Next, the neuron checks to see it it's correct. (The teaching mechanism is internal to the neurons themselves, partially to allow for concurrency but mainly because it made the most sense programatically.) There are three possible outcomes:

Case CORRECT) The neuron is correct, either in correctly identifying a 1 or by correctly identifying that it's not a 1. In this case we do nothing to the weight matrix.

Case FALSE_POSITIVE) The neuron is incorrect, thinking it has been shown a 1 where in fact it hasn't. In this case we need to decrease the chance of this happening again by decreasing the values in the weight matrix that correspond to an active pixel. This means next time the neuron will take less notice of those pixels.

Case FALSE_NEGATIVE) The neuron is incorrect, by thinking it hasn't been shown a 1 when in fact it has. In this case we need to increase the chance the next time it's show a 1 to get it correct. We do by increasing the values in the weight matrix that correspond to an active pixel. This means next time this image is shown and the results are summed we'll be above the firing threshold of 0.0.

▸ **DATA BLOCK**:
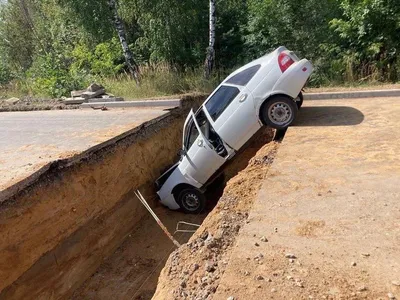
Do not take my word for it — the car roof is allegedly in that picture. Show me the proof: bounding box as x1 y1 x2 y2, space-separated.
221 46 287 86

▸ **EXERCISE AIM**: From the passage above on how the neuron corrects its weights, reproduce word for word the part that begins with "Case CORRECT) The" and ends with "the weight matrix.".

▸ **FINISHED TASK**:
Case CORRECT) The neuron is correct, either in correctly identifying a 1 or by correctly identifying that it's not a 1. In this case we do nothing to the weight matrix.